■ Text shown ■
+++
Eventually I reached a point where this lifestyle was the pits (have you ever ducked out of church to go to your car to snarf down a cheese stick and dry Ezekiel bread as people walked by looking at you weird?) and yes, I carried an insulated lunchbox in the car on most days. And when I reached the point where I just couldn’t deal with that lunacy anymore, I stopped. Naturally my body changed, and the compliments ended. So, what did that mean? I was only beautiful and praiseworthy when successful on a difficult diet plan and not for just being me. And that messed with my head. And it messes with the heads of anyone who has been on the weight loss/gain train.

I know someone who is addicted to pills, never exercises or pays attention to nutrition, or any other healthy lifestyle habit. This person naturally became emaciated and in terrible shape. Yet I’ve witnessed people falling over themselves to tell them how great they look. So, what does the compliment mean? Drug addiction and a terrible lifestyle will get you praise!
+++
■ Entries taken from a collection ■
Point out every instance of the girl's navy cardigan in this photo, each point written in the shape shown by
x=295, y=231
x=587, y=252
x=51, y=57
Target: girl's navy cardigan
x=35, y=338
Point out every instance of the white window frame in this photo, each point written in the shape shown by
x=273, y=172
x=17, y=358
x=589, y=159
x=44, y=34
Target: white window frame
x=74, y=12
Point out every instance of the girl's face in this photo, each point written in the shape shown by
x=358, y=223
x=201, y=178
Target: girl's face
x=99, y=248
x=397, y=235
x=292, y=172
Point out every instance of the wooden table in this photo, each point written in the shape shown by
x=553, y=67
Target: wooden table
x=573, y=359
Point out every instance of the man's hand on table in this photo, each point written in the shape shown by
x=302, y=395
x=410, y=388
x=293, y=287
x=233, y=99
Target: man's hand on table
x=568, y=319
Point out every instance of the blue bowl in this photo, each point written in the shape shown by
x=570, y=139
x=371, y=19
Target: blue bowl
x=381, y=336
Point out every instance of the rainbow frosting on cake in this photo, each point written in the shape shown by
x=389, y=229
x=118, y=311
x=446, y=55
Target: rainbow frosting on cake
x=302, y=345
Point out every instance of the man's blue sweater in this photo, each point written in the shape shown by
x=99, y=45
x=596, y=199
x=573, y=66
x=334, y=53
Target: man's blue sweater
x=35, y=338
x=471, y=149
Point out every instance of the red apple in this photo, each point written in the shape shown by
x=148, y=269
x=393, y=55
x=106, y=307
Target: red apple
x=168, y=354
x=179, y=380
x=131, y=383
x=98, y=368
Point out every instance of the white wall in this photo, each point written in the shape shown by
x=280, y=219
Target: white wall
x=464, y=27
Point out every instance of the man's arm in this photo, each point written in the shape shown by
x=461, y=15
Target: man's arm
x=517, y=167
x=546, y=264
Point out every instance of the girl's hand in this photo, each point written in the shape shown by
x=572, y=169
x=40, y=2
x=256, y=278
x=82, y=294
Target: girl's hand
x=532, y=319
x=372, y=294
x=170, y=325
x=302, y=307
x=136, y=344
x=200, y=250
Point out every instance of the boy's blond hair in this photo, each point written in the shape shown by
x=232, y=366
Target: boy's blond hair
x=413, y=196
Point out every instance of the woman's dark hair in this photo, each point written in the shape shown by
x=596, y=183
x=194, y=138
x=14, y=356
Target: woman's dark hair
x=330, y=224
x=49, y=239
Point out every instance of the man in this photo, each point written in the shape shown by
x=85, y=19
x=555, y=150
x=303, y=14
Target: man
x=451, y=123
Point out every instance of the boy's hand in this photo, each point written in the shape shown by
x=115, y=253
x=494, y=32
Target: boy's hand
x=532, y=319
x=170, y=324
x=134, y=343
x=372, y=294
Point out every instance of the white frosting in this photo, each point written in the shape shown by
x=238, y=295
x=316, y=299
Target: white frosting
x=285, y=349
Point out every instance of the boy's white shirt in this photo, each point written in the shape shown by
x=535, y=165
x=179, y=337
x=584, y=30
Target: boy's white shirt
+++
■ Task instructions ■
A - Answer these from the passage on diet and compliments:
(i) What did the writer carry in the car on most days?
(ii) What did the writer eat in the car after ducking out of church?
(iii) What is the person the writer knows addicted to?
B - Echo part of the passage on diet and compliments word for word, beginning at the words "Eventually I reached" and stopping after "weight loss/gain train.".
C - Proceed with the passage on diet and compliments, picking up after its final sentence.

■ Results for each task ■
A -
(i) An insulated lunchbox.
(ii) A cheese stick and dry Ezekiel bread.
(iii) Pills.

B -
Eventually I reached a point where this lifestyle was the pits (have you ever ducked out of church to go to your car to snarf down a cheese stick and dry Ezekiel bread as people walked by looking at you weird?) and yes, I carried an insulated lunchbox in the car on most days. And when I reached the point where I just couldn’t deal with that lunacy anymore, I stopped. Naturally my body changed, and the compliments ended. So, what did that mean? I was only beautiful and praiseworthy when successful on a difficult diet plan and not for just being me. And that messed with my head. And it messes with the heads of anyone who has been on the weight loss/gain train.

C -
Here’s another story: A woman was at a Thanksgiving buffet helping herself at the table. Another woman (who I know for a fact prizes skinniness as a virtue above kindness and decency) excitedly squeals at her: “oh, you are so nice and thin!” The woman helping herself to dinner was fighting cancer. She could barely eat most days and was trying really hard for thanksgiving.

This is the point. We need to flip the switch on heaping praise on people’s physical stuff (which can change fast) and focus on the real stuff that matters. Has a person worked for the last year or so to make long-lasting changes for overall good health? Do you know how hard that is? That person needs to know their hard work, dedication, and courage are inspiring. They need to be told that their beauty now is as wonderful as it was before, but that the thing to be admired most comes from their depths of their soul.

I’ve known women who have become vapid, obsessive, and quite honestly idiotic as the numbers on their scales have gone down. They have literally morphed from normal human beings to things no one wants to be around. Inside, I knew they were battling demons of still not thinking they were good enough but were still hell bent on gaining their internal peace (which they never got) from showing everyone how amazing they were through their new and small clothes and ridiculous behavior. Praising them for their weight loss and new bodies only fed the angry beast within.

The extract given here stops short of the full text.